◆ **Exercise objective**: Please reproduce every line of the records below in full, requests included, offsetting each answer coordinate by adding 26 to both of its numbers.

Entries for labeling object positions
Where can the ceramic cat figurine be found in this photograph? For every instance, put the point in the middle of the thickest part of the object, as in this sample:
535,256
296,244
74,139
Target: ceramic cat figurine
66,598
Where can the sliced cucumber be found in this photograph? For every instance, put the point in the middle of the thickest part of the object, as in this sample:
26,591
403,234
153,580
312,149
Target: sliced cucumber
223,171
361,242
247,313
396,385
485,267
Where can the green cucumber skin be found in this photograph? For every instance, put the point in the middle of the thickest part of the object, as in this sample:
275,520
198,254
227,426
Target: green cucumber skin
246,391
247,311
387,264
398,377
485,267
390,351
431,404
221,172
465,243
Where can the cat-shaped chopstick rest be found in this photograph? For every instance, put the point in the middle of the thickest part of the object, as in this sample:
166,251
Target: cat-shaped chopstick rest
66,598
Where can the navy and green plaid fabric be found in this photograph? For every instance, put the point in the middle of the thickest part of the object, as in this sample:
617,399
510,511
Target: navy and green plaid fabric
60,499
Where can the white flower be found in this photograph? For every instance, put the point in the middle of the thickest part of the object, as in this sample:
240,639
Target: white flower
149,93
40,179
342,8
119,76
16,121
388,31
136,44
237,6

◆ **Problem solution**:
Where can the ceramic cat figurine be found in this photograph? For every instance, put the point in the middle of the thickest part of the object, as in this sample:
535,256
296,244
74,139
Target: ceramic cat figurine
92,624
Where can the sliced cucumber be found in this photograph? For every instance, put the point in the middle of the thickest part of the object, as in this sample:
26,591
403,234
153,580
312,149
Target: sliced cucumber
249,197
387,268
273,339
422,411
511,293
Where can the green cucumber skin be found in this photograph? For every instance, put the point in the middle of the thickest part of the object, as in this sample:
275,520
198,254
227,426
Target: green cucumber skin
272,417
273,337
413,290
424,403
511,293
416,377
457,430
247,198
491,269
Where can the cat-shaped chopstick rest be found in this photograph? For every instance, put the point in the middle of the thickest part of the object, as in this sample:
166,251
Target: cat-shaped chopstick rest
92,624
Where can the navy and green plaid fabric be found in this photograph? For every instance, put the point in the middle of the thickest part of the object, as in this sample:
617,399
510,511
Target: navy and green plaid fabric
86,525
Where can the white flower be found in this photograph? For every instance, put the point in the middle of the thickest part of the object, as in this sample:
240,639
Target: white flower
175,119
66,205
368,34
145,102
42,147
414,57
162,70
263,32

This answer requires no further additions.